__Travail demandé__
A - Répondez aux questions suivantes à partir du texte sur la SOTOCO, en reprenant les repères (i), (ii) et (iii) :
(i) En quelle année la SOTOCO a-t-elle été créée ?
(ii) Vers quelles villes les camions de la SOTOCO ont-ils convoyé des groupes de miliciens en 2005 ?
(iii) Par quelle société la SOTOCO a-t-elle été remplacée, et en quelle année ?
B - Transcrivez fidèlement le passage du texte sur la SOTOCO qui commence par « De la SOTOCO à » et se termine par « NSCT en 2010. ».

+++ Texte fourni +++

De la SOTOCO à la NSCT, l’omerta
La Société Togolaise des Cotons (SOTOCO) créée en 1974 a été pendant des décennies une des vaches laitières du régime Eyadèma et Faure Gnassingbé. Elle fonctionne comme une machine à sous au profit des barons et leurs familles qui se sucrent sur le dos des pauvres paysans. Sa gestion a toujours été sur la base du népotisme et du militantisme. En 2005, les camions de la SOTOCO ont servi à convoyer à Atakpamé et à Lomé les groupes de miliciens du Nord qui sont venus perpétrer des massacres sur les militants de l’opposition contre le hold-up électoral de Faure Gnassingbé. Après une gestion calamiteuse de plusieurs décennies, sans établir un quelconque bilan ou situer les responsabilités, la SOTOCO fut dissoute et remplacée par la NSCT en 2010.

+++ Liste des données +++

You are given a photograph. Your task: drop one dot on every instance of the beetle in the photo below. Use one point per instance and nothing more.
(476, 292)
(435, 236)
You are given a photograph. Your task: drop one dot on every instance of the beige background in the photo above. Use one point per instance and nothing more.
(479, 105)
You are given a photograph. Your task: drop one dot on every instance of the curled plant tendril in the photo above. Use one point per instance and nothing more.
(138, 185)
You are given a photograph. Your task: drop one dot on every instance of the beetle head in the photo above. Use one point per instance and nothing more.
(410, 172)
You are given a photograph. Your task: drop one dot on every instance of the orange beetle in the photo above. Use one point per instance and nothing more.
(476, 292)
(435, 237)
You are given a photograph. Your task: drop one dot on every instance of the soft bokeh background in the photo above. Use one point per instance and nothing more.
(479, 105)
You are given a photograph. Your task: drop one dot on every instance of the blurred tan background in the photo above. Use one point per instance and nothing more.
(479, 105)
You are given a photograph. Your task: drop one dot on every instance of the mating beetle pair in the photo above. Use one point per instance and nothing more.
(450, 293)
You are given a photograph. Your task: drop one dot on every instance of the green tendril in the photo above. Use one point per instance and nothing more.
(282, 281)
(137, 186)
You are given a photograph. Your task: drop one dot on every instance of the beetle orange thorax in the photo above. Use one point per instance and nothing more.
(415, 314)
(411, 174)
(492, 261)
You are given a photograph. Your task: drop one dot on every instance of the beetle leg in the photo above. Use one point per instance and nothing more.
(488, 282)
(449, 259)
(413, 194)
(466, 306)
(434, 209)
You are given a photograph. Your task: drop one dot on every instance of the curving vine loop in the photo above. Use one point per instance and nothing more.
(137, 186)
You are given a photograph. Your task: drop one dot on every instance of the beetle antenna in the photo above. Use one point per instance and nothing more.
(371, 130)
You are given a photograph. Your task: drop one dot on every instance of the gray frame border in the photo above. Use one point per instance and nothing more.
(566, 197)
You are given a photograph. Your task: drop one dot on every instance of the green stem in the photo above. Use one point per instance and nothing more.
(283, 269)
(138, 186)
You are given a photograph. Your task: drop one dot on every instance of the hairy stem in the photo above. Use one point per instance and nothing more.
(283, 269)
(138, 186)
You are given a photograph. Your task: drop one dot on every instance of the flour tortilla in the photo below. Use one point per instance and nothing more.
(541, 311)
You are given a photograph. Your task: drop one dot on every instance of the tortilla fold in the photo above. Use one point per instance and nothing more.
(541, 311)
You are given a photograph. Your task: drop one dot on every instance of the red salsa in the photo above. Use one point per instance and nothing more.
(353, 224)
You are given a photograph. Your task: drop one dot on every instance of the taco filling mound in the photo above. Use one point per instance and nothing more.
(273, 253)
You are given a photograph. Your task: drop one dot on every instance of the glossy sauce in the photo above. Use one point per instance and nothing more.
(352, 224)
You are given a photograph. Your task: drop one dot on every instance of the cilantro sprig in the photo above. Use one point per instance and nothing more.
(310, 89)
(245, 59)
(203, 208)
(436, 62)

+++

__Réponses par consigne__
A -
(i) La SOTOCO a été créée en 1974.
(ii) Les camions ont convoyé les miliciens à Atakpamé et à Lomé.
(iii) La SOTOCO a été remplacée par la NSCT en 2010.

B -
De la SOTOCO à la NSCT, l’omerta
La Société Togolaise des Cotons (SOTOCO) créée en 1974 a été pendant des décennies une des vaches laitières du régime Eyadèma et Faure Gnassingbé. Elle fonctionne comme une machine à sous au profit des barons et leurs familles qui se sucrent sur le dos des pauvres paysans. Sa gestion a toujours été sur la base du népotisme et du militantisme. En 2005, les camions de la SOTOCO ont servi à convoyer à Atakpamé et à Lomé les groupes de miliciens du Nord qui sont venus perpétrer des massacres sur les militants de l’opposition contre le hold-up électoral de Faure Gnassingbé. Après une gestion calamiteuse de plusieurs décennies, sans établir un quelconque bilan ou situer les responsabilités, la SOTOCO fut dissoute et remplacée par la NSCT en 2010.